#### [What you will do]
Copy all of the material below line for line, without changing a single character.

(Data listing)
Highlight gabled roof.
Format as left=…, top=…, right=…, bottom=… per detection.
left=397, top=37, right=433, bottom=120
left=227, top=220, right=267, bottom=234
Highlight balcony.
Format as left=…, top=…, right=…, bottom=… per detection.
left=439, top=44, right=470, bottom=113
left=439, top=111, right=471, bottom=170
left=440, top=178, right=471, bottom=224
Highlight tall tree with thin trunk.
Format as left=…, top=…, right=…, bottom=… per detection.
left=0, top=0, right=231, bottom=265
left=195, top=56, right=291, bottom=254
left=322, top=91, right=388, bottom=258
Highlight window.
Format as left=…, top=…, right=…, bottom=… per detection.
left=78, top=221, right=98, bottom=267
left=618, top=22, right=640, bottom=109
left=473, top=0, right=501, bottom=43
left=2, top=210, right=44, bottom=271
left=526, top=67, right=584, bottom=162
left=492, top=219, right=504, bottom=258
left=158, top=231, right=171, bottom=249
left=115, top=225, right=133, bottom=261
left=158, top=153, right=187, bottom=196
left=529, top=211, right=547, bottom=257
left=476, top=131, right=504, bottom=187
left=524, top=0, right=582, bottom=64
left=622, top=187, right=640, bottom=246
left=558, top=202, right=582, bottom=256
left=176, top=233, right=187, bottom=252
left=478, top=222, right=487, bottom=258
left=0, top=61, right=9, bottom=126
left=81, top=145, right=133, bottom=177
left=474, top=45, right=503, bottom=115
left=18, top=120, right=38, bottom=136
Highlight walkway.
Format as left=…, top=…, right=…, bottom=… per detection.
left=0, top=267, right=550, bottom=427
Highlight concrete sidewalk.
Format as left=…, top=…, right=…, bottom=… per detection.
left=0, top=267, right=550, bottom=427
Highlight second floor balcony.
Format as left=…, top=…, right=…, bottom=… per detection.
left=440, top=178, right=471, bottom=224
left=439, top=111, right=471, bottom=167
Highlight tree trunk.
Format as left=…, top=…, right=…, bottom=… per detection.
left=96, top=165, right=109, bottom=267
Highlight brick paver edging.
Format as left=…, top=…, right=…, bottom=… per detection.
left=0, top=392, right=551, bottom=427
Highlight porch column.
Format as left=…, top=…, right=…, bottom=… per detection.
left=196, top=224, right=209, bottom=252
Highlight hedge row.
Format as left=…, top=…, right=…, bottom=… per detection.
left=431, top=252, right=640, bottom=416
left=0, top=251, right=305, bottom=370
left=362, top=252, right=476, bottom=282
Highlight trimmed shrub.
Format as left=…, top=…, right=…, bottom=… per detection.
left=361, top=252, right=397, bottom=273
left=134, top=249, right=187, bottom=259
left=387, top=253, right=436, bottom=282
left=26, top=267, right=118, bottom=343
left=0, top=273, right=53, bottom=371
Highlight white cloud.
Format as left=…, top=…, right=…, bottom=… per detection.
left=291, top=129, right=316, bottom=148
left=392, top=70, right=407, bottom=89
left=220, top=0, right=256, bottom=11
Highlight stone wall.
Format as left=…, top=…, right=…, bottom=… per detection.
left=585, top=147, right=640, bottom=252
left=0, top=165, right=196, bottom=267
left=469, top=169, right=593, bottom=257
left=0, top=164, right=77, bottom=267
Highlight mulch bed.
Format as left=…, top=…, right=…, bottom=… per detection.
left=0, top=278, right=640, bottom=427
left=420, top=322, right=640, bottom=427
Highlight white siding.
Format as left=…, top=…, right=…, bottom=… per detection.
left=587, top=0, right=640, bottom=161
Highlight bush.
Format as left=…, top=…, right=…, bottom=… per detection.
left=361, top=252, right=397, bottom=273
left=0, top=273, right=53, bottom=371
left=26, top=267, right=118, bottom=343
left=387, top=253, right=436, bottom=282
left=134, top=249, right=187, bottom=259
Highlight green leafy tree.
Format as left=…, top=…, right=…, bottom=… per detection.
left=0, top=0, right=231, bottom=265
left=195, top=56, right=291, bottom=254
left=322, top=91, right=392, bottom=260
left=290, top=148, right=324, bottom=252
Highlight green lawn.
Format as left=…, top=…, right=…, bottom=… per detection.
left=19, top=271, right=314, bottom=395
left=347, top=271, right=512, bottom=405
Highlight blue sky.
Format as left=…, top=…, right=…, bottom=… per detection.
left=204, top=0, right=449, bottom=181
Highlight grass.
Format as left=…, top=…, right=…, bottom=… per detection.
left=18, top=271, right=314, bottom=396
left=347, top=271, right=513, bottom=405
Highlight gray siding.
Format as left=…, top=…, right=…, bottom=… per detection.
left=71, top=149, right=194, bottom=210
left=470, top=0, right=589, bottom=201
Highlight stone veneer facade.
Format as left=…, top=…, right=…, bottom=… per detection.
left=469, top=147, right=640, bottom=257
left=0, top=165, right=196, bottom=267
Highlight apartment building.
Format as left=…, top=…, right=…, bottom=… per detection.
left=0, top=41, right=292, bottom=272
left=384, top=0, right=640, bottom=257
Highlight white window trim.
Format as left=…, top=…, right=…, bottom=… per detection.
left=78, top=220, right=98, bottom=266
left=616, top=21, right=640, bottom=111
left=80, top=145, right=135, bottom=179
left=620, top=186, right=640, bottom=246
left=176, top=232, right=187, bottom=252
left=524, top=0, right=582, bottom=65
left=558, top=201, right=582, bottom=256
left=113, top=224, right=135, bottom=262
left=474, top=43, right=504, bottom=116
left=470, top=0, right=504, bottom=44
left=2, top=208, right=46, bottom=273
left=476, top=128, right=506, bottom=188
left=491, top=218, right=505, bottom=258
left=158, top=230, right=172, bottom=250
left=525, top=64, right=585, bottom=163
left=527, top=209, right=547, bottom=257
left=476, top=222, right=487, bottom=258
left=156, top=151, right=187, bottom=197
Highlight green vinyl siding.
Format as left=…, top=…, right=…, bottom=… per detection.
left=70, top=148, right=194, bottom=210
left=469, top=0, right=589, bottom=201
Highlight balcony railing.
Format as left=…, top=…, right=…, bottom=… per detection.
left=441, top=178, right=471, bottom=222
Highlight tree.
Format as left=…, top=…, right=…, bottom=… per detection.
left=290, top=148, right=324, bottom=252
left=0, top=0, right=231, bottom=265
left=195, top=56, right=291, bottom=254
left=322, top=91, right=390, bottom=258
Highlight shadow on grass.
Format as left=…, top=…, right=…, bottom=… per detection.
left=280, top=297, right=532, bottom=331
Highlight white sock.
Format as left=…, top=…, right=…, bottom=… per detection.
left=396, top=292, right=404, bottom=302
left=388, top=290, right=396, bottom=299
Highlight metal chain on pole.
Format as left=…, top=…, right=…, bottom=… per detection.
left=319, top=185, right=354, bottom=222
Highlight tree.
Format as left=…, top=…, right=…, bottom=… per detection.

#### [Response to this exercise]
Highlight gabled roof.
Format as left=…, top=…, right=…, bottom=… per detection.
left=397, top=37, right=433, bottom=120
left=227, top=220, right=267, bottom=234
Highlight balcony.
Format as left=…, top=…, right=…, bottom=… per detection.
left=439, top=44, right=470, bottom=113
left=439, top=111, right=471, bottom=170
left=440, top=178, right=471, bottom=224
Highlight tall tree with thin trunk.
Format as left=…, top=…, right=…, bottom=… per detection.
left=0, top=0, right=231, bottom=265
left=195, top=56, right=291, bottom=254
left=322, top=91, right=388, bottom=258
Highlight window.
Format as left=…, top=…, right=…, bottom=… per detection.
left=78, top=221, right=98, bottom=267
left=618, top=22, right=640, bottom=109
left=473, top=0, right=501, bottom=43
left=2, top=210, right=44, bottom=271
left=526, top=67, right=584, bottom=162
left=492, top=219, right=504, bottom=258
left=158, top=231, right=171, bottom=249
left=115, top=225, right=133, bottom=261
left=158, top=153, right=187, bottom=196
left=529, top=211, right=547, bottom=257
left=476, top=131, right=504, bottom=187
left=524, top=0, right=582, bottom=64
left=622, top=187, right=640, bottom=246
left=558, top=202, right=582, bottom=256
left=176, top=233, right=187, bottom=252
left=478, top=222, right=487, bottom=258
left=0, top=61, right=9, bottom=126
left=81, top=145, right=133, bottom=177
left=474, top=45, right=503, bottom=115
left=18, top=120, right=38, bottom=136
Highlight walkway.
Format as left=…, top=…, right=…, bottom=… per detection.
left=0, top=267, right=550, bottom=427
Highlight concrete sidewalk.
Format as left=…, top=…, right=…, bottom=… per detection.
left=0, top=267, right=550, bottom=427
Highlight second floor balcony.
Format as left=…, top=…, right=…, bottom=… per detection.
left=440, top=178, right=471, bottom=224
left=439, top=111, right=471, bottom=167
Highlight tree trunk.
Format as left=…, top=…, right=…, bottom=… per detection.
left=96, top=165, right=109, bottom=267
Highlight brick paver edging.
Format as left=…, top=…, right=…, bottom=… per detection.
left=0, top=392, right=551, bottom=427
Highlight porch column.
Format as left=…, top=…, right=…, bottom=… per detection.
left=196, top=224, right=209, bottom=252
Highlight hedge row.
Format as left=…, top=…, right=…, bottom=… per detection.
left=431, top=252, right=640, bottom=416
left=0, top=251, right=305, bottom=370
left=362, top=252, right=476, bottom=282
Highlight trimmed shrub.
Format as left=…, top=…, right=…, bottom=… per detection.
left=361, top=252, right=397, bottom=273
left=134, top=249, right=187, bottom=259
left=387, top=253, right=436, bottom=282
left=26, top=267, right=118, bottom=343
left=0, top=273, right=53, bottom=371
Highlight white cloud.
Format as left=…, top=…, right=…, bottom=… per detection.
left=291, top=129, right=316, bottom=148
left=392, top=70, right=407, bottom=89
left=220, top=0, right=256, bottom=11
Highlight stone wall.
Format as left=…, top=…, right=…, bottom=… per detection.
left=585, top=147, right=640, bottom=252
left=0, top=165, right=196, bottom=267
left=469, top=169, right=593, bottom=257
left=0, top=164, right=77, bottom=267
Highlight mulch bed.
Format as left=…, top=…, right=…, bottom=… per detection.
left=0, top=278, right=640, bottom=427
left=420, top=322, right=640, bottom=427
Highlight white siding.
Format as left=…, top=…, right=…, bottom=… per detection.
left=587, top=0, right=640, bottom=161
Highlight bush.
Format as left=…, top=…, right=…, bottom=… per detection.
left=361, top=252, right=397, bottom=273
left=0, top=273, right=53, bottom=371
left=26, top=267, right=118, bottom=343
left=387, top=253, right=436, bottom=282
left=134, top=249, right=187, bottom=259
Highlight green leafy tree.
Format as left=…, top=…, right=…, bottom=… per detection.
left=0, top=0, right=231, bottom=265
left=195, top=56, right=291, bottom=254
left=322, top=91, right=392, bottom=260
left=290, top=148, right=324, bottom=252
Highlight green lawn.
Format as left=…, top=…, right=…, bottom=… per detection.
left=19, top=271, right=314, bottom=395
left=347, top=271, right=512, bottom=405
Highlight blue sky.
Format as left=…, top=…, right=…, bottom=… per detection.
left=204, top=0, right=449, bottom=181
Highlight grass.
Format as left=…, top=…, right=…, bottom=… per detection.
left=18, top=271, right=314, bottom=396
left=347, top=271, right=513, bottom=405
Highlight gray siding.
Format as left=…, top=…, right=…, bottom=… per detection.
left=71, top=149, right=194, bottom=210
left=470, top=0, right=589, bottom=201
Highlight stone veneer facade.
Format as left=…, top=…, right=…, bottom=… per detection.
left=469, top=147, right=640, bottom=257
left=0, top=165, right=196, bottom=267
Highlight apartment building.
Format as left=…, top=…, right=…, bottom=… per detection.
left=0, top=41, right=292, bottom=272
left=384, top=0, right=640, bottom=257
Highlight white window trim.
Format as left=…, top=…, right=…, bottom=… per detection.
left=78, top=220, right=98, bottom=266
left=616, top=21, right=640, bottom=111
left=80, top=145, right=135, bottom=179
left=620, top=186, right=640, bottom=246
left=176, top=232, right=187, bottom=252
left=524, top=0, right=582, bottom=65
left=558, top=201, right=582, bottom=256
left=113, top=224, right=135, bottom=262
left=474, top=43, right=504, bottom=116
left=470, top=0, right=504, bottom=44
left=2, top=208, right=46, bottom=273
left=476, top=128, right=506, bottom=188
left=491, top=218, right=505, bottom=258
left=158, top=230, right=172, bottom=250
left=525, top=64, right=585, bottom=163
left=527, top=209, right=547, bottom=257
left=476, top=222, right=487, bottom=258
left=156, top=151, right=187, bottom=197
Highlight green vinyl siding.
Format as left=…, top=…, right=…, bottom=… per detection.
left=70, top=148, right=194, bottom=210
left=469, top=0, right=589, bottom=201
Highlight balcony railing.
Format as left=…, top=…, right=…, bottom=… per detection.
left=441, top=178, right=471, bottom=222
Highlight tree.
Format as left=…, top=…, right=…, bottom=… per detection.
left=290, top=148, right=324, bottom=252
left=0, top=0, right=231, bottom=265
left=195, top=56, right=291, bottom=254
left=322, top=91, right=390, bottom=258
Highlight shadow on grass.
Format as left=…, top=…, right=…, bottom=… per detection.
left=280, top=297, right=532, bottom=331
Highlight white sock.
Format as left=…, top=…, right=…, bottom=… per detection.
left=396, top=292, right=404, bottom=302
left=388, top=290, right=396, bottom=299
Highlight metal chain on pole.
Format as left=…, top=…, right=…, bottom=… per detection.
left=319, top=185, right=354, bottom=222
Highlight tree.
Format as left=…, top=…, right=…, bottom=… per detection.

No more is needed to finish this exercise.